- [Raw data]
^^^^

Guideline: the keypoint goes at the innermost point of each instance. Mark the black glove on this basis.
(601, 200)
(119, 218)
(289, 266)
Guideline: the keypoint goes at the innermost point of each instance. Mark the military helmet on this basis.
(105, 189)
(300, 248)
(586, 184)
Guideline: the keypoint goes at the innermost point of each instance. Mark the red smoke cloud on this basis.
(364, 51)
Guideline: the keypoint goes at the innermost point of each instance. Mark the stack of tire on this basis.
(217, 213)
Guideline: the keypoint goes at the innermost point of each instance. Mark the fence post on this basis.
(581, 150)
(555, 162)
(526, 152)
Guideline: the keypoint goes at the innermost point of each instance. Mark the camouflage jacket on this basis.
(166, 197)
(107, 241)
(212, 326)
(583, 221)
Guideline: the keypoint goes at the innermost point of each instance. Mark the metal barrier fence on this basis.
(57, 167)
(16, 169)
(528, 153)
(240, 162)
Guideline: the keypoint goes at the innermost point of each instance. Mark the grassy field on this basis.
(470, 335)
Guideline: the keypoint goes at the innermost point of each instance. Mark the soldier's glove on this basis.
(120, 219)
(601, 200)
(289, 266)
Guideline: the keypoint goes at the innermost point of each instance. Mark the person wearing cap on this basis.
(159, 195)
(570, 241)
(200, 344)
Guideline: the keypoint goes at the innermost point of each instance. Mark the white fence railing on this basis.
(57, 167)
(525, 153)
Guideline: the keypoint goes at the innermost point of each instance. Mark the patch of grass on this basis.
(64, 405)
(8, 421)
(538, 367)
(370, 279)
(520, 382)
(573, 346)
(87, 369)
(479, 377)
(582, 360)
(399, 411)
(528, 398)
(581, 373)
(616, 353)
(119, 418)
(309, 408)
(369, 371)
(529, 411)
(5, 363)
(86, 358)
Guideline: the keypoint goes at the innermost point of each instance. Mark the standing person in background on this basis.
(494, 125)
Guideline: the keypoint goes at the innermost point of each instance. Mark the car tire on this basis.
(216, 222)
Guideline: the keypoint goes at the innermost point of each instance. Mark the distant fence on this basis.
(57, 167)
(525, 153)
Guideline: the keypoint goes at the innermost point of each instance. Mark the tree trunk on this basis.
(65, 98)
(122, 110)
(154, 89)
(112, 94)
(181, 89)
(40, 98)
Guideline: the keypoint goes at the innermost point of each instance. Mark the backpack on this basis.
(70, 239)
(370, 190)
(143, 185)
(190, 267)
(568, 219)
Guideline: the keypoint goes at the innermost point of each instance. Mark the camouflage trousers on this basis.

^^^^

- [Short exercise]
Write out every record shown above, word for word.

- [Worked answer]
Guideline: the keypoint goes at the innermost point of each instance. Mark the black glove on this basis.
(601, 200)
(119, 218)
(289, 266)
Guideline: the keypoint goes at the innermost point of each instance. Mark the military helmet on this basis.
(105, 189)
(300, 248)
(586, 184)
Guideline: the keypoint goes at the innermost point of each instance. Mark the red smoke cloud on this basis.
(364, 51)
Guideline: the keypoint goes at the innermost point of each instance. Mark the stack of tire on this basis.
(217, 213)
Guideline: the keypoint goes at the innermost point of each instance. Mark the fence post on this basis.
(581, 150)
(555, 162)
(526, 152)
Guideline: the keypoint goes at the innermost point of each instance. Mark the camouflage jacket on this basis.
(166, 197)
(107, 241)
(212, 326)
(583, 221)
Guideline: the keypoint goes at the innermost point of each instance. Mark the metal barrier fence on this basis.
(57, 167)
(16, 169)
(528, 153)
(240, 162)
Guideline: the keypoint goes at the innermost point of each instance. Mark the grassy field on this basis.
(470, 335)
Guideline: the keypoint goes at the innermost point of each instance. Mark the soldier's glove on this basis.
(120, 219)
(601, 200)
(289, 266)
Guideline: the keypoint goes at the innermost point of each instance. Mark the person wearing cap on this basis.
(159, 195)
(570, 241)
(200, 344)
Guideline: the keypoint goes at the innermost point of each instance. Mark the white fence railing on this basis.
(57, 167)
(525, 153)
Guideline: the keypoint goes at the innermost point of each instance. Mark the patch of grass on this basis.
(64, 405)
(8, 421)
(538, 367)
(370, 279)
(520, 382)
(573, 346)
(87, 369)
(479, 377)
(582, 360)
(399, 411)
(528, 398)
(581, 373)
(616, 353)
(119, 418)
(309, 408)
(369, 371)
(529, 411)
(5, 363)
(86, 358)
Guideline: the keypoint goes at the innermost point of each instance. Mark the standing person in background on this basis.
(494, 125)
Guideline: the keypoint goes at the innermost point of each instance. Mark the car tire on this basis.
(216, 222)
Guideline: the keypoint goes at the innermost point of each instance. Mark the distant fence on this basis.
(57, 167)
(525, 153)
Guideline: the keypoint goes at the innermost point of each instance. Mark the tree trunk on this basis.
(65, 98)
(122, 110)
(154, 89)
(112, 94)
(181, 89)
(40, 98)
Guideline: the keypoint goes at the innermost point of each instance. Mark the backpack on this basis.
(70, 239)
(370, 190)
(143, 185)
(190, 267)
(568, 219)
Guideline: the keypoint goes at the innermost point of each instance. Mark the camouflage trousers on this basis.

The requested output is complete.